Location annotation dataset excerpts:
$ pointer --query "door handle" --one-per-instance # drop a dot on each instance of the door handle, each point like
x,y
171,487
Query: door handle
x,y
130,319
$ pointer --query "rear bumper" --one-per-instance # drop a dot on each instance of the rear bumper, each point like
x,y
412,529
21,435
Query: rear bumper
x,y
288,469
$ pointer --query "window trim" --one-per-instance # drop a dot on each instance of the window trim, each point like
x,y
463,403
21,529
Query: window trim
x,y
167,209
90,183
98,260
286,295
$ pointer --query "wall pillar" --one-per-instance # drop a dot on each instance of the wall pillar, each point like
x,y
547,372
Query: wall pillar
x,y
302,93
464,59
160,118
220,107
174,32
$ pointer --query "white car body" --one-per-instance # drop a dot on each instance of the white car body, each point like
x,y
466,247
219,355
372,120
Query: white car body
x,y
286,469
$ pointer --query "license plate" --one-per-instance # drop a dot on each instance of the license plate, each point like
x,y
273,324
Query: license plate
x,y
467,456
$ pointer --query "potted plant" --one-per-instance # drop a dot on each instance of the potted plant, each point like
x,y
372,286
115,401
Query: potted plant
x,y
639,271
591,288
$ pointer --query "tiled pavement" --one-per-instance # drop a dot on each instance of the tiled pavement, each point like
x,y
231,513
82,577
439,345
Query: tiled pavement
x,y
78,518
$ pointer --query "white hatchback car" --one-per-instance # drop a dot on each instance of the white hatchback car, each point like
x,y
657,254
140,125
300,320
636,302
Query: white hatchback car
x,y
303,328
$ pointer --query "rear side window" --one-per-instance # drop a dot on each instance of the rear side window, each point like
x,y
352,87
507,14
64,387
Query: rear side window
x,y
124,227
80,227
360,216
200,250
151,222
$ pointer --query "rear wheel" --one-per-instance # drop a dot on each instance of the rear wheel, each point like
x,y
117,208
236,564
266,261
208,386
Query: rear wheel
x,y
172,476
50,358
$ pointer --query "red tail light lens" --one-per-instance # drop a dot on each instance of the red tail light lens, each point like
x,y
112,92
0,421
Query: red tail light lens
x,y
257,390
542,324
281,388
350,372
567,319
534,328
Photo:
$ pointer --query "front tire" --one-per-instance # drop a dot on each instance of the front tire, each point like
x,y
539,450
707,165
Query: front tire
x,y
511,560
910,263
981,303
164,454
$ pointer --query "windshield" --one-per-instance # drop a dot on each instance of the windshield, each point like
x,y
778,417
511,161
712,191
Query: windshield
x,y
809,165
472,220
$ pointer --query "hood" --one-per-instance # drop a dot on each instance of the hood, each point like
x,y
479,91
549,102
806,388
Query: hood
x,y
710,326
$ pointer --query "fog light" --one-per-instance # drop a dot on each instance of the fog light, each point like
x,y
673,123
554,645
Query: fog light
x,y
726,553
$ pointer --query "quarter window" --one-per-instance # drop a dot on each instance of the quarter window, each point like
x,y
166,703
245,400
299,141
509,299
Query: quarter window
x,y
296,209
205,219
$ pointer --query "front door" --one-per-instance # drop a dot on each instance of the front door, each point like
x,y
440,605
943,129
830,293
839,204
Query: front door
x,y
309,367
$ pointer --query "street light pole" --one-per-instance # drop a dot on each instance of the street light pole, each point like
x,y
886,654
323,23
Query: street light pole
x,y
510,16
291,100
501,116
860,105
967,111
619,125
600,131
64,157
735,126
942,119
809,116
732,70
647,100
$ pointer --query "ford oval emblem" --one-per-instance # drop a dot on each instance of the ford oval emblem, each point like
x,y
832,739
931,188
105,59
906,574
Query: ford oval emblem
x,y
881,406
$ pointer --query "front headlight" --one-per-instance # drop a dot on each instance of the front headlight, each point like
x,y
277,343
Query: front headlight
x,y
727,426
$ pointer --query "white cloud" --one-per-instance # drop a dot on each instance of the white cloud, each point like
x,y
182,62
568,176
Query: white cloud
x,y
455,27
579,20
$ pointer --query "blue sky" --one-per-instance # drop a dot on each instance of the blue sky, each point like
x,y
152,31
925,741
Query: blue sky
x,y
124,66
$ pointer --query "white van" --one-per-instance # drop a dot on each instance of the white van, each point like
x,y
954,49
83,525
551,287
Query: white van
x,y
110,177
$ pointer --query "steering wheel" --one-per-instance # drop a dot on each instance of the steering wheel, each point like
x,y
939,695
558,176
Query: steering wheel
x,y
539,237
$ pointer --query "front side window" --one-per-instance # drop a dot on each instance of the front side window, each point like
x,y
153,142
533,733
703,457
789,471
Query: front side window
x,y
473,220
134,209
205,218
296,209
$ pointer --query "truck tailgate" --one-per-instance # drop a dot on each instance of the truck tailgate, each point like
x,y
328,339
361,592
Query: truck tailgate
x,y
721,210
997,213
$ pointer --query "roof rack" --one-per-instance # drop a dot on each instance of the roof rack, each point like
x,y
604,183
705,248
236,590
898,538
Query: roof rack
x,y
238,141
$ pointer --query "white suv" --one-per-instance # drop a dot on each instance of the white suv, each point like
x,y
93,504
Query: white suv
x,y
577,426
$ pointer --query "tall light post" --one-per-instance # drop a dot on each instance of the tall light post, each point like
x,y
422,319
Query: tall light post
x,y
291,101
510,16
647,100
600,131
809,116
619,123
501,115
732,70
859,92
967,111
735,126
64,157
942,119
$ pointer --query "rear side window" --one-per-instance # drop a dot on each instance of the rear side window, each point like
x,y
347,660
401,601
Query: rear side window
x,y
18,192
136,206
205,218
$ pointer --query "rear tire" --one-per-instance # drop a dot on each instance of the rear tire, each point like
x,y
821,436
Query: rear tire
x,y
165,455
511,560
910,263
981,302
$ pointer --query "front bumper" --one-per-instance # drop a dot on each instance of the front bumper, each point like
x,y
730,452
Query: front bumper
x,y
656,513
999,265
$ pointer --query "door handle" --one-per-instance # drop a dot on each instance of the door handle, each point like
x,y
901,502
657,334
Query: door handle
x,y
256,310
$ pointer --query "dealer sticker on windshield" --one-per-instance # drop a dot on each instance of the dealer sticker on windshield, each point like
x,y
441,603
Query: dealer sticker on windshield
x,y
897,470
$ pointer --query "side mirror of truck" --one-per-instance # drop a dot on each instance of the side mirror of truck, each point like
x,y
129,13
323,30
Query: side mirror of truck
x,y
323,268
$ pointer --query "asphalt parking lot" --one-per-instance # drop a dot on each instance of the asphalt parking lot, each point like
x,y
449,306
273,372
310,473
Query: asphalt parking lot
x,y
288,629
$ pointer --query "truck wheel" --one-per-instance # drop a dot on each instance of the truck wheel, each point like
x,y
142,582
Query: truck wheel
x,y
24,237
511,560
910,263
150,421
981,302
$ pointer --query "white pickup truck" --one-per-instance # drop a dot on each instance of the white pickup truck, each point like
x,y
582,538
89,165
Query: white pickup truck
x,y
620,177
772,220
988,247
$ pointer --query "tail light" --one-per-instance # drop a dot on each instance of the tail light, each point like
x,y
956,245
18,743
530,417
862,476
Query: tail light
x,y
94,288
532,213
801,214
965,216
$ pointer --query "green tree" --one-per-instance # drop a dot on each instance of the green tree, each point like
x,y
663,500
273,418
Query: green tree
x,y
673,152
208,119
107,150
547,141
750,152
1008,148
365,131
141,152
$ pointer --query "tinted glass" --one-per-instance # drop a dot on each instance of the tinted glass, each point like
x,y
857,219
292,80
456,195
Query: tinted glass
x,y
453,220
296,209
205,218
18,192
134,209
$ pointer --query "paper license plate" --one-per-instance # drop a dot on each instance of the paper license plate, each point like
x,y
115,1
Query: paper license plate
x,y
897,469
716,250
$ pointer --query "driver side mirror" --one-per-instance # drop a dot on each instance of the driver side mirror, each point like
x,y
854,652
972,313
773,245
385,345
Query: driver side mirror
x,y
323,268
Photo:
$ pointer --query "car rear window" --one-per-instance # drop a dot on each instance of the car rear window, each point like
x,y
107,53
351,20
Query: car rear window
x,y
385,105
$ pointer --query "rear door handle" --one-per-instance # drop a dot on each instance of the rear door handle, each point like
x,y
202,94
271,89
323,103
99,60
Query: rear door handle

### Exercise prompt:
Find the line that contains "tail light, each point like". Repeat it and every line after it, exactly as written, up to and including the last line of the records above.

### Full response:
$ pointer --query "tail light" --one-per-instance # drop a dot on each instance of the tail light, each point like
x,y
956,245
18,743
530,417
862,476
Query: tail light
x,y
94,288
532,213
801,214
965,216
$ pointer --query "green tree" --one-per-instance # drop a dot on each instance of the green tree, each point like
x,y
663,500
273,418
Query: green tree
x,y
673,152
208,119
107,150
547,141
750,152
1008,148
365,131
141,152
$ pointer --query "tinted glass" --one-per-instance # drop a dot on each instance of the tinted glass, each point like
x,y
857,219
292,80
456,195
Query: tinted glass
x,y
453,220
296,209
205,218
18,192
134,209
$ pointer --query "paper license plate" --one-per-instance # drop a dot on each instance of the paper license plate, each point like
x,y
115,1
Query: paper license plate
x,y
897,469
716,250
$ pointer --query "driver side mirror" --one-per-instance # drop a dot on each instance of the driver side mirror, each point like
x,y
854,652
972,313
773,245
385,345
Query: driver side mirror
x,y
323,268
Photo:
$ pointer --query "car rear window" --one-per-instance # drop a dot on each instance of the car rear window, each point like
x,y
107,53
351,20
Query: car rear window
x,y
385,105
$ pointer --query "rear door handle" --one-per-instance # drop a dot on each instance of the rear door handle, each point like
x,y
202,94
271,89
323,103
99,60
Query: rear door handle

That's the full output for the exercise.